> _本文抜粋_:
------------

遺言書の作成について
遺言書の種類
自筆証書遺言書
自筆証書遺言に特有な要素としては、全文の遺言を書こうとする人、本人が自ら書けばよく、代筆は認められていません。 うまく書けないなどの事情で他人の手を借りて記載すると、他人の意思が介在するおそれあるとみられ、遺言自体が無効になる可能性があります。この場合は公正証書遺言によって作成することをお勧めします。それから文字も判読不能にならないよう、しっかりと記載するようにしてください。
あとは日付と署名押印があればOKです。日付は特定できる記載であれば「平成◯年の誕生日」といった記載でもかまいませんが、「平成◯年◯月吉日」という不特定な 記載は認められません。押印は後日の紛争を避けるためには実印を押しておいた方がいいです。
遺言を書くための要件としては意思能力があり満15歳以上であること。遺言書の用紙や筆記用具については特に指定はありません。それから遺言書が2枚以上にわたる場合、これも紛争防止ため、ホチキスで綴じ、各用紙の間に契印を押くのがいいです。最後に出来上がった遺言書を封筒に入れる時に、この自筆証書遺言の場合は必ずしも封をすることを要しないですが、封をする場合には表に「遺言書」と記載して、「遺言書の開封は家庭裁判所に提出して行わなければならない」と書いておくようにしておくといいでしょう。
公正証書遺言
私共が扱っているのが、この公正証書遺言です。
この公正証書遺言は、遺言者が公証人にどのような遺言を残したいかを話し、公証人がそれを文章にまとめ、公文書として遺言を残すものです。
遺言を公正証書にしておくメリットは、遺言した本人が死亡したときなど、他の相続人の同意を要しないで、その公正証書で登記・銀行預金の解約・払戻し等の手続ができること、自筆証書遺言のように「検認」手続をとる必要がないこと、遺言の原本は、半永久的に無料で公証役場が保管しますので、紛失・隠匿・破棄・偽造などの心配がないことなどです。
デメリットとしては、手数料の支払いが必要な点と、自分で戸籍謄本・登記簿謄本等の書類を集めなければならないので少々面倒であるということでしょうか。
最近は、司法書士、又は銀行等にそういった手続をお願いする人も増えています。
遺言は専門家のアドバイスのもと作成、管理されるのが最も良い方法です。また、遺言で『遺言執行者』を選んでおけば、亡くなったご本人の代わりに遺言内容を実現させて
くれます。死後に相続人の間で争いが起きないように対策をしておくことは、残されていく人々への思いやりです。

------------

(画像オブジェクトの位置記録)
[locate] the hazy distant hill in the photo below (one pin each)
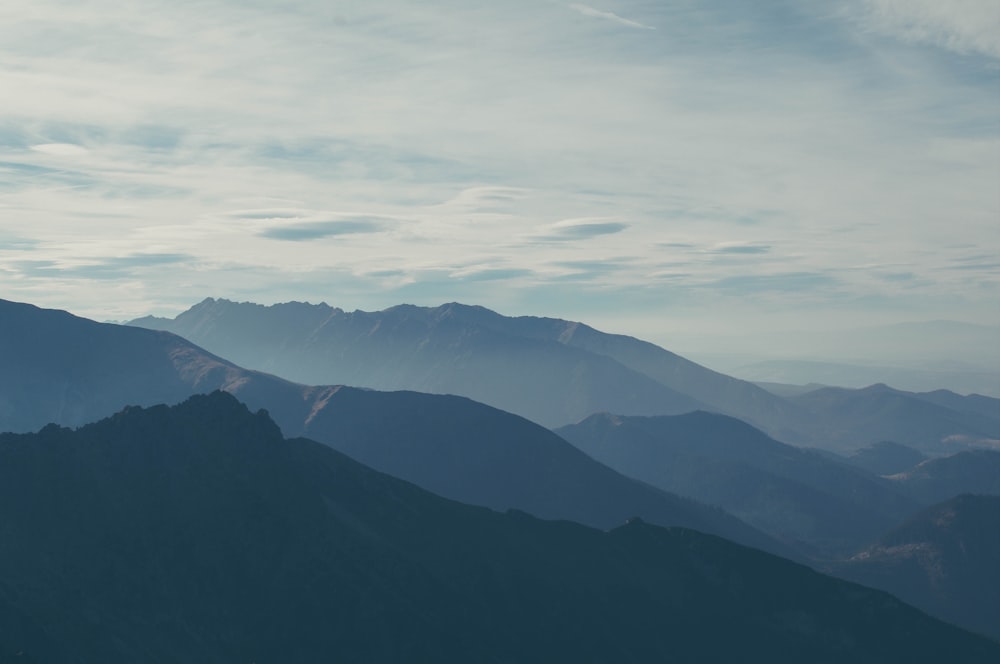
(551, 371)
(856, 418)
(935, 480)
(943, 560)
(197, 533)
(71, 370)
(448, 350)
(794, 494)
(960, 377)
(886, 458)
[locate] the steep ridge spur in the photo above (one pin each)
(198, 533)
(71, 370)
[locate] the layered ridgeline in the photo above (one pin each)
(198, 533)
(802, 496)
(68, 370)
(943, 560)
(551, 371)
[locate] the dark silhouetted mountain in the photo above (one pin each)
(937, 480)
(197, 533)
(943, 560)
(886, 458)
(796, 495)
(549, 370)
(70, 370)
(852, 419)
(448, 350)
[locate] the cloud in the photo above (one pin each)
(315, 230)
(490, 274)
(60, 149)
(963, 26)
(788, 282)
(112, 267)
(741, 141)
(610, 16)
(581, 229)
(740, 248)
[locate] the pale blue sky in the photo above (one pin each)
(652, 167)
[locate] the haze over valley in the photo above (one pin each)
(500, 332)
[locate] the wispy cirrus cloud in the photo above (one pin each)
(963, 26)
(580, 229)
(736, 142)
(587, 10)
(316, 230)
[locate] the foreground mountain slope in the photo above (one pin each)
(71, 370)
(943, 560)
(198, 533)
(468, 451)
(794, 494)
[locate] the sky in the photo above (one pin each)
(672, 169)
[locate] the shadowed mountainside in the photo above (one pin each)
(199, 533)
(936, 480)
(796, 495)
(70, 370)
(943, 560)
(551, 371)
(448, 350)
(886, 458)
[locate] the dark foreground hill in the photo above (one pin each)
(197, 533)
(71, 370)
(943, 560)
(794, 494)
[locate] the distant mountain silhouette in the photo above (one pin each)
(886, 458)
(937, 480)
(554, 372)
(453, 349)
(70, 370)
(851, 419)
(794, 494)
(943, 560)
(197, 533)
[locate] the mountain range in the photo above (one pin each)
(943, 559)
(72, 371)
(199, 533)
(795, 494)
(69, 371)
(558, 372)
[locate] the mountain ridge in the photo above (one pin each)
(265, 548)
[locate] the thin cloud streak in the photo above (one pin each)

------------

> _取り組む課題_: 遺言書の作成を扱った本文を、最後の文のあとから書き継ぎなさい。 これらの記録は、この課題では使いません。

> _本課題の解答_:
遺言は、法律行為であるため形式は厳格に法律で定められています。
ただ、上手に利用すれば、本人の「希望を実現」し、「円満な相続」を実現することができるのです。
なお遺言の形式としましては、少し費用をかけてでも権利の発生が確実な「公正証書遺言」を残すことをおすすめします。
どんな場合に遺言を作成するのか?
特に、以下の方は、遺言書作成をお勧め致します。
- 子供がおらず、交流のない兄弟がいらっしゃる
- 交流のない異母兄弟・異父兄弟がいらっしゃる方の親
- 財産を1人残される配偶者に譲りたい
- 離婚した前の配偶者に子供がいる
- 次に発生する相続を見据えた財産の承継を考えたい
こういったケースで、遺言書がない場合、下手に財産が遺されていると、相続関係が複雑になり遺産分割協議が難航する傾向があります。
被相続人と全く交流のなかった兄弟姉妹が配偶者に対して相続権を主張したり、遺産分割のハンコ代を要求したり、無用な費用及び不快感を、遺産を相続するのが通常であろうと思われる方に負担させることになります。
大事な人に無用な負担を掛けさせないためにも、遺言書作成は絶対すべきです。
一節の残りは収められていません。